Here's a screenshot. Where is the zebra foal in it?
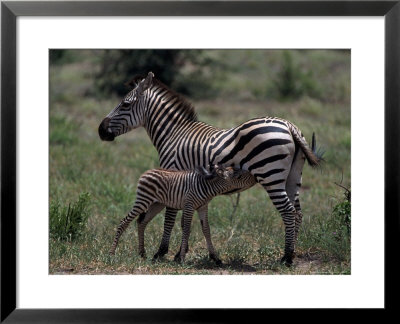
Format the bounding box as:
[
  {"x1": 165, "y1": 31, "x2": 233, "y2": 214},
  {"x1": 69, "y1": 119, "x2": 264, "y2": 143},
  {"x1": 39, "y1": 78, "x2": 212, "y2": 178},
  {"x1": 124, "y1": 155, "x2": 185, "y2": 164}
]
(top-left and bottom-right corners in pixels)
[{"x1": 109, "y1": 165, "x2": 255, "y2": 263}]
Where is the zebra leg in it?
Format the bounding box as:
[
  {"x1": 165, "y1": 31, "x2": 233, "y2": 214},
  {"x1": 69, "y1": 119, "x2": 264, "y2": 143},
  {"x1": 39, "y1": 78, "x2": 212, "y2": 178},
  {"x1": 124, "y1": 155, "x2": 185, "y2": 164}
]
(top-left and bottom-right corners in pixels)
[
  {"x1": 263, "y1": 183, "x2": 297, "y2": 266},
  {"x1": 197, "y1": 204, "x2": 222, "y2": 265},
  {"x1": 294, "y1": 204, "x2": 303, "y2": 243},
  {"x1": 273, "y1": 192, "x2": 297, "y2": 266},
  {"x1": 109, "y1": 203, "x2": 148, "y2": 255},
  {"x1": 175, "y1": 210, "x2": 189, "y2": 258},
  {"x1": 136, "y1": 203, "x2": 165, "y2": 258},
  {"x1": 173, "y1": 212, "x2": 190, "y2": 258},
  {"x1": 153, "y1": 207, "x2": 179, "y2": 260},
  {"x1": 180, "y1": 213, "x2": 189, "y2": 254},
  {"x1": 286, "y1": 150, "x2": 306, "y2": 248},
  {"x1": 174, "y1": 205, "x2": 195, "y2": 263}
]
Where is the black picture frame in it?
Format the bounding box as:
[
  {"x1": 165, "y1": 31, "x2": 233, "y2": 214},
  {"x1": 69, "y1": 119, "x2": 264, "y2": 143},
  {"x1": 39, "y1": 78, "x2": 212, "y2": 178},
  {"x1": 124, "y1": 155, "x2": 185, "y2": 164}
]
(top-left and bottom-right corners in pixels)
[{"x1": 1, "y1": 0, "x2": 398, "y2": 322}]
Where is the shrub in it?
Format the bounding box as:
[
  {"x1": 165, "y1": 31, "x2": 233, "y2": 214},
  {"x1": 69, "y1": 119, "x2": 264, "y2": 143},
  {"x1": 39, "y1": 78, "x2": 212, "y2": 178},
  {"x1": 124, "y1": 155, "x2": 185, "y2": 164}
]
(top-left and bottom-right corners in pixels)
[
  {"x1": 274, "y1": 51, "x2": 321, "y2": 100},
  {"x1": 299, "y1": 184, "x2": 351, "y2": 262},
  {"x1": 331, "y1": 185, "x2": 351, "y2": 236},
  {"x1": 317, "y1": 185, "x2": 351, "y2": 261},
  {"x1": 50, "y1": 193, "x2": 91, "y2": 241},
  {"x1": 94, "y1": 49, "x2": 219, "y2": 99}
]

______

● **What needs to be done**
Could you return all lines from the data above that contain the string "zebra"?

● **Answer to this problem**
Here's a screenshot. Where is the zebra foal in it?
Where is the zebra leg in it?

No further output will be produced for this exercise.